* **Passage given**:

Classification and retrieval do not usually require an in-depth understanding of the text. For instance, in the sentence “Emma knocked on the door,” the words “on” and “the” don’t change the fact that this sentence is about a person and a door. For coarse-grained tasks such as classification, the pronouns, articles, and prepositions may not add much value. The case may be very different in sentiment analysis, which requires a fine-grained understanding of semantics.
The popular Python NLP package NLTK contains a linguist-defined stopword list for many languages. (You will need to install NLTK and run nltk.download()
to get all the goodies.) Various stopword lists can also be found on the web. For instance, here are some sample words from the English stopword list:
a, about, above, am, an, been, didn't, couldn't, i'd, i'll, itself, let's, myself, our, they, through, when's, whom, ...
Note that the list contains apostrophes, and the words are uncapitalized. In order to use it as is, the tokenization process must not eat up apostrophes, and the words need to be converted to lowercase.
Stopword lists are a way of weeding out common words that make for vacuous features. There are other, more statistical ways of getting at the concept of “common words.” In collocation extraction, we see methods that depend on manual definitions, and those that use statistics. The same idea applies to word filtering. We can use frequency statistics here as well.
Frequency statistics are great for filtering out corpus-specific common words as well as general-purpose stopwords. For instance, the phrase “New York Times” and each of the individual words in it appear frequently in the New York Times Annotated Corpus dataset. Similarly, the word “house” appears often in the phrase “House of Commons” in the Hansard corpus of Canadian parliament debates, a dataset that is popularly used for statistical machine translation because it contains both an English and a French version of all documents. These words are meaningful in general, but not within those particular corpora. A typical stopword list will catch the general stopwords, but not corpus-specific ones.
Looking at the most frequent words can reveal parsing problems and highlight normally useful words that happen to appear too many times in the corpus. For example, Table 3-1 lists the 40 most frequent words in the Yelp reviews dataset. Here, frequency is based on the number of documents (reviews) they appear in, not their count within a document. As we can see, the list includes many stopwords. It also contains some surprises. “s” and “t” are on the list because we used the apostrophe as a tokenization delimiter, and words such as “Mary’s” or “didn’t” got parsed as “Mary s” and “didn t.” Furthermore, the words “good,” “food,” and “great” each appear in around a third of the reviews, but we might want to keep them around because they are very useful for tasks such as sentiment analysis or business categorization.

* **Parts of the exercise**:
1 > Answer these questions from the stopwords passage:
(a) Which Python NLP package contains a linguist-defined stopword list for many languages?
(b) Which corpus contains both an English and a French version of all documents?
(c) In Table 3-1, what is word frequency based on?
2 > Quote the stopwords passage from "Frequency statistics are" up to and including "not corpus-specific ones.".
3 > List every corpus or dataset that the stopwords passage names.

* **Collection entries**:

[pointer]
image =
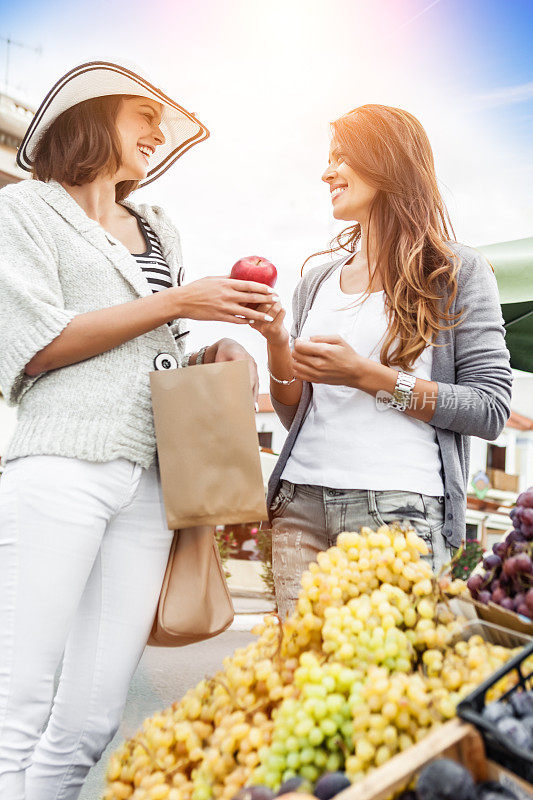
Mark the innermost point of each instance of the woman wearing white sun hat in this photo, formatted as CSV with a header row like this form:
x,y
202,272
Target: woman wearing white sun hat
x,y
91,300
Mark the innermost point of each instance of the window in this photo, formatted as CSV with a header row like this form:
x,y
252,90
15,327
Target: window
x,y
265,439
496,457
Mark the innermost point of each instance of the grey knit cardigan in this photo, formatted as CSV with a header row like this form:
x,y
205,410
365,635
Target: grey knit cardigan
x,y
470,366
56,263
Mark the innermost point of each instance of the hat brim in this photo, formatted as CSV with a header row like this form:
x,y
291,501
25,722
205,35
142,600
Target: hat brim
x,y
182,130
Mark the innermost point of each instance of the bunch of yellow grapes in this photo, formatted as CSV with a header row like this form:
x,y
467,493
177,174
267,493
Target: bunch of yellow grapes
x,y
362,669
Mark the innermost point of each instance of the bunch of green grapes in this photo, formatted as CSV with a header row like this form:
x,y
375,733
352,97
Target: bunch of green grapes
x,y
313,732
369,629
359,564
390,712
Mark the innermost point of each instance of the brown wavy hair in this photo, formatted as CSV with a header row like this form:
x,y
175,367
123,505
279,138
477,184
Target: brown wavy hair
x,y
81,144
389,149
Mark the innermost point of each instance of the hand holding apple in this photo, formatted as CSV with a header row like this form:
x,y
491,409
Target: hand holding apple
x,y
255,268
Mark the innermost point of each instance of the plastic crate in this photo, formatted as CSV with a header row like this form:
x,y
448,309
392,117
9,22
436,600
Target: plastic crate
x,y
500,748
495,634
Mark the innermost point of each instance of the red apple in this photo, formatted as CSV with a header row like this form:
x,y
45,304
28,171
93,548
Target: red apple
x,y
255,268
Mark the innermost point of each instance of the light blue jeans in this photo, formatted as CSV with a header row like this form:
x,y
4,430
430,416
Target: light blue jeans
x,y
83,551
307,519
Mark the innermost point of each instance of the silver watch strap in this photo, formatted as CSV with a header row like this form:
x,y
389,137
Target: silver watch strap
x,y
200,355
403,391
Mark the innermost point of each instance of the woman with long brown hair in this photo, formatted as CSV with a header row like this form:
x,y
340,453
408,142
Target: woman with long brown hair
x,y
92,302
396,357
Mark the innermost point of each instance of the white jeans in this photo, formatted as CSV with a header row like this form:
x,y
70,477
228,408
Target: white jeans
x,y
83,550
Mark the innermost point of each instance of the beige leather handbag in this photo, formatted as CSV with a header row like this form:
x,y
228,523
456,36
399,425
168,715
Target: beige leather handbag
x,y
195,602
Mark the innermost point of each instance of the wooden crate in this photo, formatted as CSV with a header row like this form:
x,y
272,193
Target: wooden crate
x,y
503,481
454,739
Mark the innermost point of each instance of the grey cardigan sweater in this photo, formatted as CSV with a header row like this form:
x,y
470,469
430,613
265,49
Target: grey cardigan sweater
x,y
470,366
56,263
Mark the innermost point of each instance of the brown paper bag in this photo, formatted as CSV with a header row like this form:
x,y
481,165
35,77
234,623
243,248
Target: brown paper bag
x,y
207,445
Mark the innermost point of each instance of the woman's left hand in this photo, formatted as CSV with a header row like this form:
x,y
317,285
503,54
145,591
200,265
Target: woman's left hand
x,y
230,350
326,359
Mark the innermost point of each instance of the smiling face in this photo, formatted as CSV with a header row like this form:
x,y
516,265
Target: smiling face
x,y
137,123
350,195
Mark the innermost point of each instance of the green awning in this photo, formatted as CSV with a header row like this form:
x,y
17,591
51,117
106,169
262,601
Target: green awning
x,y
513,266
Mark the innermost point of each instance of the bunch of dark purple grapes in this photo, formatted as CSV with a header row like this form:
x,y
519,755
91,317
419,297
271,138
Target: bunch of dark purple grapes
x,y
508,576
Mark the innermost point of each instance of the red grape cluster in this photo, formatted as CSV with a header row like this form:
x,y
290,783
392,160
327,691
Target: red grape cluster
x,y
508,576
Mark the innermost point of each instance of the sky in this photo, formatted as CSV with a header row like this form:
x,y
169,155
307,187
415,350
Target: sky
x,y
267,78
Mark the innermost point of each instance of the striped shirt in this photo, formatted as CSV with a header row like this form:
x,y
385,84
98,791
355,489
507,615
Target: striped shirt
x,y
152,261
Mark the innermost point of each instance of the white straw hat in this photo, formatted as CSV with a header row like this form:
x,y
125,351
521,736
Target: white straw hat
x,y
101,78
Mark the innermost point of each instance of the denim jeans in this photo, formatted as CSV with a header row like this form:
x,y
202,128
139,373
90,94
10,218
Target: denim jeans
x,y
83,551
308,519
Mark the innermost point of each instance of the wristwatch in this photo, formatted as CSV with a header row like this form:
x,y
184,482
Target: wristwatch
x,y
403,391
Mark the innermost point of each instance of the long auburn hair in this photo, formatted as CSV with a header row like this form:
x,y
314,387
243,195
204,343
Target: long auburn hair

* **Solution list**:
1 >
(a) NLTK
(b) The Hansard corpus of Canadian parliament debates
(c) The number of documents (reviews) the words appear in, not their count within a document

2 >
Frequency statistics are great for filtering out corpus-specific common words as well as general-purpose stopwords. For instance, the phrase “New York Times” and each of the individual words in it appear frequently in the New York Times Annotated Corpus dataset. Similarly, the word “house” appears often in the phrase “House of Commons” in the Hansard corpus of Canadian parliament debates, a dataset that is popularly used for statistical machine translation because it contains both an English and a French version of all documents. These words are meaningful in general, but not within those particular corpora. A typical stopword list will catch the general stopwords, but not corpus-specific ones.

3 >
New York Times Annotated Corpus
Hansard corpus of Canadian parliament debates
Yelp reviews dataset